TASK OBJECTIVE: Looking through the data below, work out how many lines have the word "fireplace". Reply with that number only.

(Collected data entries)
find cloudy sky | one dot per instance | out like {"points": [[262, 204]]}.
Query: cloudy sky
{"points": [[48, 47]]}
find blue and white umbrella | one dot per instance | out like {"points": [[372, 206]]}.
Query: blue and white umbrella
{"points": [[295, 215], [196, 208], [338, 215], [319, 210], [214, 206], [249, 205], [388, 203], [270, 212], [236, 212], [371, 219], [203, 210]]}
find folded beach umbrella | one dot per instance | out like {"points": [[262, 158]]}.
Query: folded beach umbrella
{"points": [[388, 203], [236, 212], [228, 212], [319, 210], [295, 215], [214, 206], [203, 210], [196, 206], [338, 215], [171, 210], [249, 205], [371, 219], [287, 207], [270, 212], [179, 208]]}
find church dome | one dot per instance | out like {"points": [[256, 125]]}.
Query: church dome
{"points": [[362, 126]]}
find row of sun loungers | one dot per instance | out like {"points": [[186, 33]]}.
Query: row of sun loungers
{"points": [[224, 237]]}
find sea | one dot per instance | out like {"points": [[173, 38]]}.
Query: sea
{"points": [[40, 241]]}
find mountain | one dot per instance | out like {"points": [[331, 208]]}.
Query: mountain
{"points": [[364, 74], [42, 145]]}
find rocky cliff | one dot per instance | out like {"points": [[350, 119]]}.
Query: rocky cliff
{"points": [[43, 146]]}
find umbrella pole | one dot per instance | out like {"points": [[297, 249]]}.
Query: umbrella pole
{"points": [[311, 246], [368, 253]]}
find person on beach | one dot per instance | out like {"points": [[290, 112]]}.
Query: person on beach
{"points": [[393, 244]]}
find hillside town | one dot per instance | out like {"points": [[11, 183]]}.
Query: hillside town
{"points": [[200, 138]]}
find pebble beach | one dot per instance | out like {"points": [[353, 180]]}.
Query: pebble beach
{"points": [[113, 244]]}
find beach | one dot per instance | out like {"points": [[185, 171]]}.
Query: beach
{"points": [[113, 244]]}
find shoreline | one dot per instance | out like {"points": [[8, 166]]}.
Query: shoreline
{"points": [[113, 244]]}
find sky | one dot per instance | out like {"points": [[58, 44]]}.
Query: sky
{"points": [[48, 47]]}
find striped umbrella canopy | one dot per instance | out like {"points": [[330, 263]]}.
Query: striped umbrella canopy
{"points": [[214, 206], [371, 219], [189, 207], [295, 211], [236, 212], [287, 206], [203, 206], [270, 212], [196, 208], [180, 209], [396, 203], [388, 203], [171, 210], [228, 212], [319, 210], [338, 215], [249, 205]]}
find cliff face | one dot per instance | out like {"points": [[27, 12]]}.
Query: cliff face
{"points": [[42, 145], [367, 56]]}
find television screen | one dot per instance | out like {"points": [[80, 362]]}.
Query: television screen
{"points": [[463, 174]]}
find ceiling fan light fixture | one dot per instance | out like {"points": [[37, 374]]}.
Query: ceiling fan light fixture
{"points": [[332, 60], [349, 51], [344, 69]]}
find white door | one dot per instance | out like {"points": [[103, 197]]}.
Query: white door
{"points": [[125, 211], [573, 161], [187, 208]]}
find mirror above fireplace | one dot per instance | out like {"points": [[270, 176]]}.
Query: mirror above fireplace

REPLY: 2